EXTRAIT À LIRE:
•••
Dans cette optique, j’espère que la mobilisation d’un si grand nombre pour ce rapport portera ses fruits et que la Commission se prononcera sans réserve en faveur de l’instauration d’un «même salaire pour le même travail au même endroit» dans l’ensemble de l’Union européenne.
Vladimír Špidla, membre de la Commission. - (CS) Mesdames et Messieurs, l’objectif de la directive sur le détachement de travailleurs est de concilier le droit des entreprises à fournir des services transfrontaliers avec le droit des travailleurs envoyés en détachement temporaire. Elle entend veiller au respect du principe fondamental de la libre circulation des travailleurs et des services et au respect de la législation sociale visant à protéger les employés.
•••
ENTRÉES RÉPERTORIÉES:

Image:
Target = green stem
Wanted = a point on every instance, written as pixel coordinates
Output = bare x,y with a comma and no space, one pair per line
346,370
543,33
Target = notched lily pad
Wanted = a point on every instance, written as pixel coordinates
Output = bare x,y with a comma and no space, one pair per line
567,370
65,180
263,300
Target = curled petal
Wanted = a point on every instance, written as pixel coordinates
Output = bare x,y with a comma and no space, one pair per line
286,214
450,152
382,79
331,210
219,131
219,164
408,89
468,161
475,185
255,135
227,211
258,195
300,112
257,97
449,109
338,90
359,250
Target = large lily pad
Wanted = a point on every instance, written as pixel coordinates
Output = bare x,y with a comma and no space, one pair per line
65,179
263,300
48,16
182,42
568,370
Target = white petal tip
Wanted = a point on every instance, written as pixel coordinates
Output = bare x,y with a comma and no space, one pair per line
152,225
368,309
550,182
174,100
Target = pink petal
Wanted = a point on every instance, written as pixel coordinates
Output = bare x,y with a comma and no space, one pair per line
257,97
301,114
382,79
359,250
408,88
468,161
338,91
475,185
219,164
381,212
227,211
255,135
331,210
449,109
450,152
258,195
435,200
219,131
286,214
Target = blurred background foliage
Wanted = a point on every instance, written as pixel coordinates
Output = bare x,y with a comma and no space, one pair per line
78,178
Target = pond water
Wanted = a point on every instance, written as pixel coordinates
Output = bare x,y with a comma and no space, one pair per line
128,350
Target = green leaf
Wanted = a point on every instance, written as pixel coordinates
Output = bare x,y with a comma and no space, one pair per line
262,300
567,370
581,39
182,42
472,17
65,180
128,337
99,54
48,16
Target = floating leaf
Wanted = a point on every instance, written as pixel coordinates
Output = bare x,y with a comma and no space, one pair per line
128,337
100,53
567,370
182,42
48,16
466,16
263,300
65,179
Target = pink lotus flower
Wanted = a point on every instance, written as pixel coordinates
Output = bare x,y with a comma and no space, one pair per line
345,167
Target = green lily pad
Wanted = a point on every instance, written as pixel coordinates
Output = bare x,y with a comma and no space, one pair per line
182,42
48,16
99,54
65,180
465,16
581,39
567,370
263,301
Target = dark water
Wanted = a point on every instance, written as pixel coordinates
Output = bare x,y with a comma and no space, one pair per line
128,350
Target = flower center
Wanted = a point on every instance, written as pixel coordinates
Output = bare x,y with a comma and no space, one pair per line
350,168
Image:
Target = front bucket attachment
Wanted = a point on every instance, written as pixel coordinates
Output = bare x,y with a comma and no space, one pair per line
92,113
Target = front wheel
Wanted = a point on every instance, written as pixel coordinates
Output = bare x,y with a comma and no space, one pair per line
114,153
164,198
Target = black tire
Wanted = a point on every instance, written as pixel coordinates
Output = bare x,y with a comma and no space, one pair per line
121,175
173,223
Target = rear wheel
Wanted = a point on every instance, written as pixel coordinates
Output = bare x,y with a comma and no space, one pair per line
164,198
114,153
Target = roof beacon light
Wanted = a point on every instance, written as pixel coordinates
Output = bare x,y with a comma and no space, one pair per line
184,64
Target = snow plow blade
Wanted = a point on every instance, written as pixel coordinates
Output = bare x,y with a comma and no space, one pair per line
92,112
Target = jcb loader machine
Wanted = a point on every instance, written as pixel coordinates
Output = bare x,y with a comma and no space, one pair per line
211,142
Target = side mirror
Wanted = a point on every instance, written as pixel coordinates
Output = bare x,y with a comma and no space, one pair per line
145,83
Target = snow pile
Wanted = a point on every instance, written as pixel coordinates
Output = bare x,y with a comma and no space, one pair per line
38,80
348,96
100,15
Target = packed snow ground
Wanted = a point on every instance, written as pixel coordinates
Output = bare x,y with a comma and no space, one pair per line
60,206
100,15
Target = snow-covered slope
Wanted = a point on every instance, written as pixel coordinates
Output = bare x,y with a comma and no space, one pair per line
•••
À FAIRE:
1 - Dans l’extrait sur le détachement de travailleurs, recopiez le passage qui commence aux mots « Dans cette optique, j’espère » et s’arrête après « de l’Union européenne. », en remplaçant « rapport » par « texte ».
2 - D’après l’extrait sur le détachement de travailleurs, quel est l’objectif de la directive sur le détachement de travailleurs ?
3 - Énumérez tout ce que, selon l’extrait sur le détachement de travailleurs, la directive cherche à concilier ou à faire respecter.
Les enregistrements proviennent d’une autre source.

LES RÉPONSES:
1 -
Dans cette optique, j’espère que la mobilisation d’un si grand nombre pour ce texte portera ses fruits et que la Commission se prononcera sans réserve en faveur de l’instauration d’un «même salaire pour le même travail au même endroit» dans l’ensemble de l’Union européenne.

2 - Elle cherche à concilier le droit des entreprises à fournir des services transfrontaliers avec le droit des travailleurs envoyés en détachement temporaire. Elle entend aussi veiller au respect du principe fondamental de la libre circulation des travailleurs et des services, ainsi qu’au respect de la législation sociale visant à protéger les employés.

3 -
- le droit des entreprises à fournir des services transfrontaliers
- le droit des travailleurs envoyés en détachement temporaire
- le principe fondamental de la libre circulation des travailleurs et des services
- la législation sociale visant à protéger les employés